* Directions
The response must contain every line below in which "target" appears.

[Entries taken from a collection]
......

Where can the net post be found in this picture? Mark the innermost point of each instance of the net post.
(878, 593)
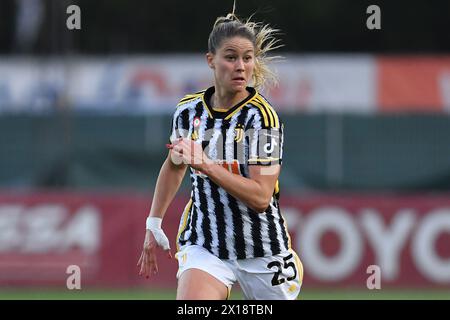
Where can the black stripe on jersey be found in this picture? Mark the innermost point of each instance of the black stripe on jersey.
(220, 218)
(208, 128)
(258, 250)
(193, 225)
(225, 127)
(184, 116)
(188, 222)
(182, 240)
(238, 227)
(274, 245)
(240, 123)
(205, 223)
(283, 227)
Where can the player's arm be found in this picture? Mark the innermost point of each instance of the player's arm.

......

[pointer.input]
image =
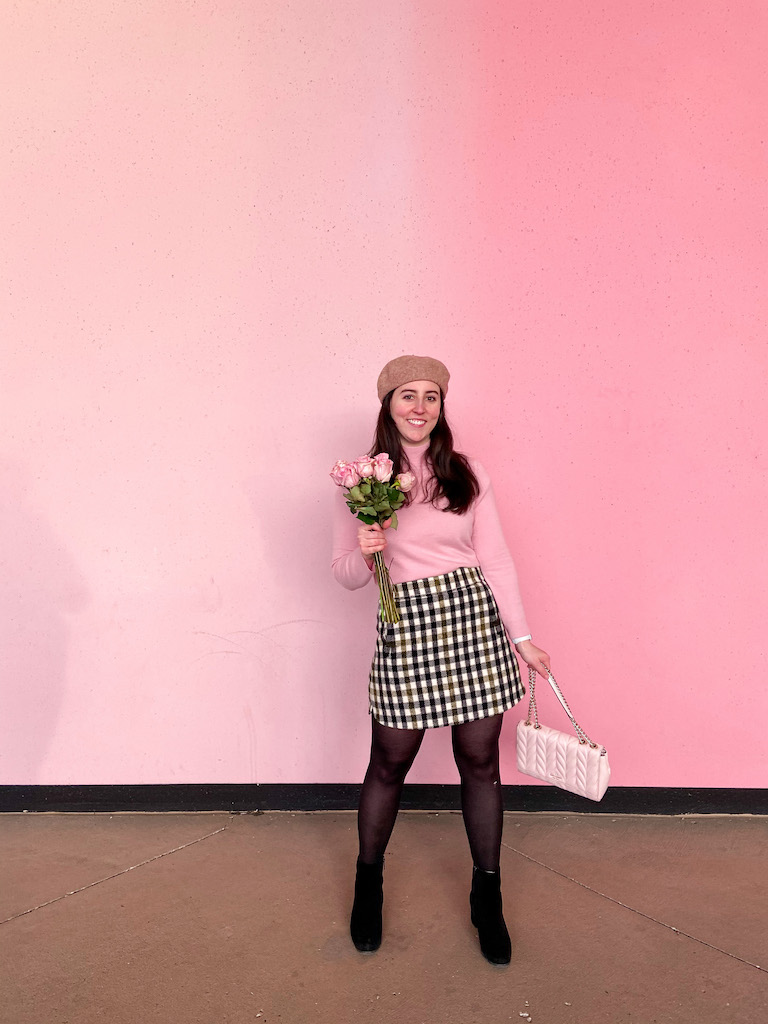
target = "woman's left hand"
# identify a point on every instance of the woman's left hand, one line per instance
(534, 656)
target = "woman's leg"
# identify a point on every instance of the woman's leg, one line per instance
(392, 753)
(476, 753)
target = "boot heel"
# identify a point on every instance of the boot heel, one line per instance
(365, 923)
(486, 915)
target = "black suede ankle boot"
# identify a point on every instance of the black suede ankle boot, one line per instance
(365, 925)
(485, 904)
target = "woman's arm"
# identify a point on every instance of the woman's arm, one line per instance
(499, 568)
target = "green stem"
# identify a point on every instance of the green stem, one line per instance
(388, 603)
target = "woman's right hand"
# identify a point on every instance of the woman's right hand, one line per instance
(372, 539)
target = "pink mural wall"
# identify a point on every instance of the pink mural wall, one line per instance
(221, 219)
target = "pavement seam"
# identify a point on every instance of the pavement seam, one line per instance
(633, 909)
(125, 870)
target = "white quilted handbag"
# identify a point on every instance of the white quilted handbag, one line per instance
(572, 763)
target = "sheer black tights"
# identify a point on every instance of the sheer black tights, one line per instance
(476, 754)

......

* Solution to this exercise
target = "woman's left hand"
target = "woman's leg"
target = "boot heel"
target = "black suede ankle boot"
target = "woman's arm"
target = "green stem"
target = "woman's right hand"
target = "pink mural wall"
target = "pavement seam"
target = "white quilted handbag"
target = "sheer black tights"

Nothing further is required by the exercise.